Domestic Violence: What It Is – Part One, in a Series of Six

“When I used to hear stories about men beating up their wives, I figured the wives were cheating around.  I never, ever, heard my father raise his voice to my mother, so this was foreign to me.  What goes on behind closed doors is someone's own business, right?” — Dr. Gayle J. Hall, (my thoughts in the 70's and 80's) before I became knowledgeable.

Domestic violence is a serious problem that affects one out of four women in the United States.  The numbers may change according to whether the people questioned are speaking about their former or current relationships.  The abuse may be physical, emotional, or psychological.

Socioeconomic status is not a determining factor of domestic violence in the home.  Domestic violence crosses all boundaries and borders, knows all colors, all ages, and affects women and children.  This is multigenerational.  A child who witnesses domestic violence may grow up to be a victim of domestic violence or become the batterer himself.

Lenore Walker defined domestic violence as behavior characterized by the exploitation of power and control by one person over another who are or have been in an intimate relationship.  This is further described as violence between people who live together and occurs when a family member, partner, or ex-partner attempts to physically or psychologically dominate another.

......

=== Work instructions ===
(a) Sum up the domestic violence piece in two sentences.
(b) According to the domestic violence piece, why is domestic violence described as multigenerational?
The records have nothing to do with this work.

Stored items
......

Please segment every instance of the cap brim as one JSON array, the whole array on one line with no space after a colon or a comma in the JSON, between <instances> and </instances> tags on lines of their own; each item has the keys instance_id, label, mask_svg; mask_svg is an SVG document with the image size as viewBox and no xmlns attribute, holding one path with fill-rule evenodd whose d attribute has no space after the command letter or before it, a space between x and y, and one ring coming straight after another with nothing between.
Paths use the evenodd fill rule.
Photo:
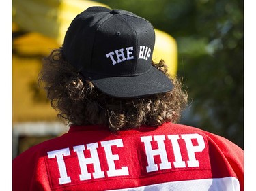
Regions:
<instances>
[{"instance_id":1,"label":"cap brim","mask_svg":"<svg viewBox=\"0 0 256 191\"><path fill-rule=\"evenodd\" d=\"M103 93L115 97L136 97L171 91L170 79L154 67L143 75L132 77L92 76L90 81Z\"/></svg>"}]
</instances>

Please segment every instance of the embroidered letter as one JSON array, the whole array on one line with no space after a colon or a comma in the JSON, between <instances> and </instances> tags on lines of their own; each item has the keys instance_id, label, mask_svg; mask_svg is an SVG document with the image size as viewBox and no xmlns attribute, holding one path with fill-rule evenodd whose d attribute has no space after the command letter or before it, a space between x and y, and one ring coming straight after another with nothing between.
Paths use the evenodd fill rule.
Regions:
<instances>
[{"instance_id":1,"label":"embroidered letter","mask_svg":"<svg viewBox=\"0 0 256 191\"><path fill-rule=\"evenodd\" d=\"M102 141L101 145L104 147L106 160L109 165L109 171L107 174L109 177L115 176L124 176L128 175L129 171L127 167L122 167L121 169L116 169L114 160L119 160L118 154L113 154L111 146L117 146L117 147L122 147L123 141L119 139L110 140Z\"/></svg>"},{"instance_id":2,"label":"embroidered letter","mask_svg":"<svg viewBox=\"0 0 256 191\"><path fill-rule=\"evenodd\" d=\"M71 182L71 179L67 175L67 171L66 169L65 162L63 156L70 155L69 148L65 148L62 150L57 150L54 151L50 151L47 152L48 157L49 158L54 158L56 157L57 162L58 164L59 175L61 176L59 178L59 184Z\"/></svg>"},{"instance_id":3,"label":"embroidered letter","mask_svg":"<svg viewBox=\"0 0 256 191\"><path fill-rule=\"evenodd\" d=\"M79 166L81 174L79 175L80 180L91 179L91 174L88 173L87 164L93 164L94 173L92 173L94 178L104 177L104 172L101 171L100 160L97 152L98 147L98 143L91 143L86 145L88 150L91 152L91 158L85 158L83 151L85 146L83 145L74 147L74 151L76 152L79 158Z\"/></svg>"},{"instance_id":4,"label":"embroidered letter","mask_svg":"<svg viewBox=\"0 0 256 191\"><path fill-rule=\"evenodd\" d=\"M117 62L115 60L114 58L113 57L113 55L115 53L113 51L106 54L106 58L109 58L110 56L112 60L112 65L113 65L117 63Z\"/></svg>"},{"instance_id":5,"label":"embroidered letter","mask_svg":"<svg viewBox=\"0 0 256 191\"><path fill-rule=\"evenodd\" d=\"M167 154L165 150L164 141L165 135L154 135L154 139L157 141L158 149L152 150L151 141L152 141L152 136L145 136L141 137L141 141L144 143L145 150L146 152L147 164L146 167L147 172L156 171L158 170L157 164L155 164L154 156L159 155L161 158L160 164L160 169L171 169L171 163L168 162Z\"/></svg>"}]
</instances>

......

=== Solution set ===
(a) Domestic violence affects one out of four women in the United States, can be physical, emotional, or psychological, and crosses all boundaries regardless of socioeconomic status, color, or age. Lenore Walker defined it as the exploitation of power and control by one person over another in a current or past intimate relationship, where a family member, partner, or ex-partner tries to physically or psychologically dominate another.

(b) It is called multigenerational because a child who witnesses domestic violence may grow up to become a victim of it or to become the batterer.